TASK STATEMENT »
State how many lines in the records below contain the word "decorative". Give only the number.

[Begin INFORMATION SHOWN]

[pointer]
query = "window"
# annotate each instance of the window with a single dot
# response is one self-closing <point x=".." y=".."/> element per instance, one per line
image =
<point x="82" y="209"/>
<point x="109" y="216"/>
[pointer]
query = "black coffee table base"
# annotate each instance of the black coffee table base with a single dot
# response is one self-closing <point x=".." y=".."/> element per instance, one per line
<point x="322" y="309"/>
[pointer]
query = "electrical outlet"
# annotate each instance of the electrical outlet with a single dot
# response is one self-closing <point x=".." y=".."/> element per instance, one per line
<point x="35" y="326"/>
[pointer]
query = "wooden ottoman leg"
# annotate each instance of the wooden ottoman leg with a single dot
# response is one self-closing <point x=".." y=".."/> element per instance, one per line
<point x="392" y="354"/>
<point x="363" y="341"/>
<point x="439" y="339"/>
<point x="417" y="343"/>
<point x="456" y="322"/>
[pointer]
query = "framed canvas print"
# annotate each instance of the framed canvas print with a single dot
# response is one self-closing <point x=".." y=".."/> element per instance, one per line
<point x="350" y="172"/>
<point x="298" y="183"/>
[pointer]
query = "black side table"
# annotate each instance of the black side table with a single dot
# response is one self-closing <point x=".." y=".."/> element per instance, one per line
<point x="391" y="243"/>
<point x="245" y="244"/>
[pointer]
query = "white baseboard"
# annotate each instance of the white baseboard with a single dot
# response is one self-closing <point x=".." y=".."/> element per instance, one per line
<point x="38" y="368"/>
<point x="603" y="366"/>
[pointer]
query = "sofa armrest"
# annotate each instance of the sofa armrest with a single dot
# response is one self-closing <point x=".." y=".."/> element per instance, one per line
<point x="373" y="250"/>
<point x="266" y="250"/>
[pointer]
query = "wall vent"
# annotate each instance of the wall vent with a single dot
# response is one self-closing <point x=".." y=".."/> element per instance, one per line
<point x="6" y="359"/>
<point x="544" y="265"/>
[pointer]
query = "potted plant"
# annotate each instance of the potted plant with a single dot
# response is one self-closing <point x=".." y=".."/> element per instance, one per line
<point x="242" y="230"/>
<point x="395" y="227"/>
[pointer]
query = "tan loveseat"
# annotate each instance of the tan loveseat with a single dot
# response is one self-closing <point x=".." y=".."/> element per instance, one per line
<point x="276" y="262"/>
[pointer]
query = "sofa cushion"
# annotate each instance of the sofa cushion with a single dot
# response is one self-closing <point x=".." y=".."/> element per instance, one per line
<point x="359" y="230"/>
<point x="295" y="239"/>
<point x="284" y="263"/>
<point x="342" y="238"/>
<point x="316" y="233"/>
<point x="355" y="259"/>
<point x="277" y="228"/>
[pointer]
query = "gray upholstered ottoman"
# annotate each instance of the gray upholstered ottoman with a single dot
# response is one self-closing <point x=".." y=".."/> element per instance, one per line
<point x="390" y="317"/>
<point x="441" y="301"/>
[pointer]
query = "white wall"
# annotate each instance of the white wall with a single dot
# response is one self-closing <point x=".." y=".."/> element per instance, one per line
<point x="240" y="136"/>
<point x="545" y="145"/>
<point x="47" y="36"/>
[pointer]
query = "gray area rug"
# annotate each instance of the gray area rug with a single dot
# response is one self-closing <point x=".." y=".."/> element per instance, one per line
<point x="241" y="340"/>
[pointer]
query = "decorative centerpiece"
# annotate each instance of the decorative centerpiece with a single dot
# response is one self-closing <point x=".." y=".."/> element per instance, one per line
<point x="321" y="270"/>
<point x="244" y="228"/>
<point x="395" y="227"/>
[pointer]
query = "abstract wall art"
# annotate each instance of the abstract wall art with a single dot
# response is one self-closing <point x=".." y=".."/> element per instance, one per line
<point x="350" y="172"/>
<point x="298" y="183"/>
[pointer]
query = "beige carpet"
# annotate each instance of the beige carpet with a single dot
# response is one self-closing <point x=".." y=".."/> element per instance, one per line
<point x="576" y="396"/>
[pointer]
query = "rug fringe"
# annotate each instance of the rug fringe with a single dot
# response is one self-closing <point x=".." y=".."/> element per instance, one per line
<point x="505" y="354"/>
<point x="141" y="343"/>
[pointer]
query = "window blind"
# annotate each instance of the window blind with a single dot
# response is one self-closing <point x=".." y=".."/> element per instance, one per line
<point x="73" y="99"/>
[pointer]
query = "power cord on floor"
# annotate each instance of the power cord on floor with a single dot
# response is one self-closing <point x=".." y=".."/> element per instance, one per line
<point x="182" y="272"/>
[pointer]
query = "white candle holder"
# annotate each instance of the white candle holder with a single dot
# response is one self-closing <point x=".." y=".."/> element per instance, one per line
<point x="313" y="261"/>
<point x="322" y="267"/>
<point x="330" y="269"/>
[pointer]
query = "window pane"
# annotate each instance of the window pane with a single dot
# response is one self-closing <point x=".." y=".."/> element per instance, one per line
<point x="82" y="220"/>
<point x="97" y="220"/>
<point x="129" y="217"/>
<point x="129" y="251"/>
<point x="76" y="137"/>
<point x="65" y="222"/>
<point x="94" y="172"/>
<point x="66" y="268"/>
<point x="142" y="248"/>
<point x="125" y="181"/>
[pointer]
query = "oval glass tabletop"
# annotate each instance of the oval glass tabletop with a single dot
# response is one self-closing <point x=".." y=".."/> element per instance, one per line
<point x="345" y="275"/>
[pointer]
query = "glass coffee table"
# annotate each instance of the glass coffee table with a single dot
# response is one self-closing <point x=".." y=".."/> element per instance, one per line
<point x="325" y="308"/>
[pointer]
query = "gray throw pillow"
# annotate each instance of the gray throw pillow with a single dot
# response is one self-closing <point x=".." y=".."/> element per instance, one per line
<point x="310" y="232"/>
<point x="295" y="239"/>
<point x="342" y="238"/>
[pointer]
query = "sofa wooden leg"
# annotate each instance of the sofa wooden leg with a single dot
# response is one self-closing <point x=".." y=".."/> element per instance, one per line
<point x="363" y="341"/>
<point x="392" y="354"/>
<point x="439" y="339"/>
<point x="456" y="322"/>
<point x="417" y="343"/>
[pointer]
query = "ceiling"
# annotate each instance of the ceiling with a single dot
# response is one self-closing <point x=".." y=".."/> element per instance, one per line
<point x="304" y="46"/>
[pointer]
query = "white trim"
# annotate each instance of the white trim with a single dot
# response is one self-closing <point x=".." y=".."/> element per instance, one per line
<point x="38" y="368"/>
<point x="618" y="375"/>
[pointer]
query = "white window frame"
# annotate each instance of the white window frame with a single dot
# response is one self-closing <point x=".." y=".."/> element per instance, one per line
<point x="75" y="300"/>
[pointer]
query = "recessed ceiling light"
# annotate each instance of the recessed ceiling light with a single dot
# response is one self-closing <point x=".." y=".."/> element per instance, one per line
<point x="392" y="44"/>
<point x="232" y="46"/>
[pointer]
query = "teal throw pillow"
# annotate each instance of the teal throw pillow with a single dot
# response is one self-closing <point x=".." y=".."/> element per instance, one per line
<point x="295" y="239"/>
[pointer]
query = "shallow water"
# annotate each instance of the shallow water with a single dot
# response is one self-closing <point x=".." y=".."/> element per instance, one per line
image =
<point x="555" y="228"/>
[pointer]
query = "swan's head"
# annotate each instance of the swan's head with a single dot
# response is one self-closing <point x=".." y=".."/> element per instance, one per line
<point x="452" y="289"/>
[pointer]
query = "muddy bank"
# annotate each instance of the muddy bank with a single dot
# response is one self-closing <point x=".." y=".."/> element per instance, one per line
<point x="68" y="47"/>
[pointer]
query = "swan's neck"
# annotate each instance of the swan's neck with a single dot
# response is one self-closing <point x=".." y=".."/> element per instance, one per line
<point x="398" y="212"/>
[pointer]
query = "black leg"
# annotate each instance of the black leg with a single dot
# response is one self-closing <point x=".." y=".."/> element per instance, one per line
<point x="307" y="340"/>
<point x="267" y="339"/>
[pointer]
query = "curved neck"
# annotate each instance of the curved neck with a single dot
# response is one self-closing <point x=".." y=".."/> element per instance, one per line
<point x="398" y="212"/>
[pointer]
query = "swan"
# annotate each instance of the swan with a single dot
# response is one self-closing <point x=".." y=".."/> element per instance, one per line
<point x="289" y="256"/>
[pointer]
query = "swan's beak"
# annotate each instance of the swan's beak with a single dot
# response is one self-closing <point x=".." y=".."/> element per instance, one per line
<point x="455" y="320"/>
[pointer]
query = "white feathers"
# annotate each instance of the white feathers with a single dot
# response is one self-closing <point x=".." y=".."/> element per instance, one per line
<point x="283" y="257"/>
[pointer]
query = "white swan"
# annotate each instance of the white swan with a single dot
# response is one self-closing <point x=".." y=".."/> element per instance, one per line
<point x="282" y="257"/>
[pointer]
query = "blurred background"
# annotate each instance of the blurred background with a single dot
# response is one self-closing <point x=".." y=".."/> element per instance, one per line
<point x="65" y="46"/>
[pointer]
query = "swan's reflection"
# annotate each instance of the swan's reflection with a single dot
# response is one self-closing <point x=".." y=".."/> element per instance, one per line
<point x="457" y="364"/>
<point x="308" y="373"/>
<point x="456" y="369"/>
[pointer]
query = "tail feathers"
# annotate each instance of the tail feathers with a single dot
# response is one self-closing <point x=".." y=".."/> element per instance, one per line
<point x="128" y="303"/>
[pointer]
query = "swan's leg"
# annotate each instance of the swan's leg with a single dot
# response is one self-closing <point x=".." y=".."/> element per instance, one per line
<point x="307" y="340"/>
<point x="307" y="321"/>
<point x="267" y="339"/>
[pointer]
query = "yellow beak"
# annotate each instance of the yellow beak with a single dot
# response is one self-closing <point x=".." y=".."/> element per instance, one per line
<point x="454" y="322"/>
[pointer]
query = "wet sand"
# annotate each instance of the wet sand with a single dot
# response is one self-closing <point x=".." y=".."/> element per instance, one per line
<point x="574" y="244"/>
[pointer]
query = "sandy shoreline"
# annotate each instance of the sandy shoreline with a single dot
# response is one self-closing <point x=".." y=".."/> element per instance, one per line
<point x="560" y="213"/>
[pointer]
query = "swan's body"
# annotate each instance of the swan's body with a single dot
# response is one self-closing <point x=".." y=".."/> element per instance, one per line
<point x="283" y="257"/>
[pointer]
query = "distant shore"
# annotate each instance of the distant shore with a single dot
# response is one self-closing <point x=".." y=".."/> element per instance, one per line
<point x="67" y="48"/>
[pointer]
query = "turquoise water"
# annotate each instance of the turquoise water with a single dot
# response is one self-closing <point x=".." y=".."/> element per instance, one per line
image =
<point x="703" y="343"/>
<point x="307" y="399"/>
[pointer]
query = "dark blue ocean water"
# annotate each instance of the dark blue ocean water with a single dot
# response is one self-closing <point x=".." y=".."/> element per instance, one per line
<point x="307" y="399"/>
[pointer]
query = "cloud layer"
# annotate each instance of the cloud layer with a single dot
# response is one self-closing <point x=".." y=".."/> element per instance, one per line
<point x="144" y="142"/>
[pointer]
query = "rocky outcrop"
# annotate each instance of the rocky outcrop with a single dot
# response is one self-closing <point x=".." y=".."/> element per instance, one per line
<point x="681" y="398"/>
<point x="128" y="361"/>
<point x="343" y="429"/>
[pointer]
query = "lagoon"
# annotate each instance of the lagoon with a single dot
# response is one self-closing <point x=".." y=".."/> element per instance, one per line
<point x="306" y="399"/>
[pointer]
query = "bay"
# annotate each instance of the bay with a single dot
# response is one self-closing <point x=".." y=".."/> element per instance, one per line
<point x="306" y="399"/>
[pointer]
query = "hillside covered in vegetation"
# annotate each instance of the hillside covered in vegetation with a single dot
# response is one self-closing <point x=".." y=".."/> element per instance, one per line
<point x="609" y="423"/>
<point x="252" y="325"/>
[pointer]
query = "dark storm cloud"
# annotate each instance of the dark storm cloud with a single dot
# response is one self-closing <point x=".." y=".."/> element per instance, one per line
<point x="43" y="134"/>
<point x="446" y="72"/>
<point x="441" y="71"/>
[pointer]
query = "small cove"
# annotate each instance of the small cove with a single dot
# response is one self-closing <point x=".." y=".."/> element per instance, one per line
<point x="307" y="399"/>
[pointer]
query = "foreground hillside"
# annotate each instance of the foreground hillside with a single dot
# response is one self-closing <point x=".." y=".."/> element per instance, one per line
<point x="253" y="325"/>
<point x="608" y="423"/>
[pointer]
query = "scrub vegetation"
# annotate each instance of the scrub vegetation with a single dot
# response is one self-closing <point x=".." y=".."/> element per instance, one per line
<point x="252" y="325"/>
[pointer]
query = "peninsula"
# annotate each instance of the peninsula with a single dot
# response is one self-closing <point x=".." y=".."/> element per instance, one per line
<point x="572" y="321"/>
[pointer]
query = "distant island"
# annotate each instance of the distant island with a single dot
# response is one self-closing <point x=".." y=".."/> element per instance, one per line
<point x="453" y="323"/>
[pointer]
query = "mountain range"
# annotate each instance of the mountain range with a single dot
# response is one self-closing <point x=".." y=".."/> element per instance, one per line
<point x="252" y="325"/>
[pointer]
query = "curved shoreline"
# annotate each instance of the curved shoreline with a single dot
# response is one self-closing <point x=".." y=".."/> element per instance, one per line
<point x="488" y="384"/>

[End INFORMATION SHOWN]

EXERCISE RESULT »
2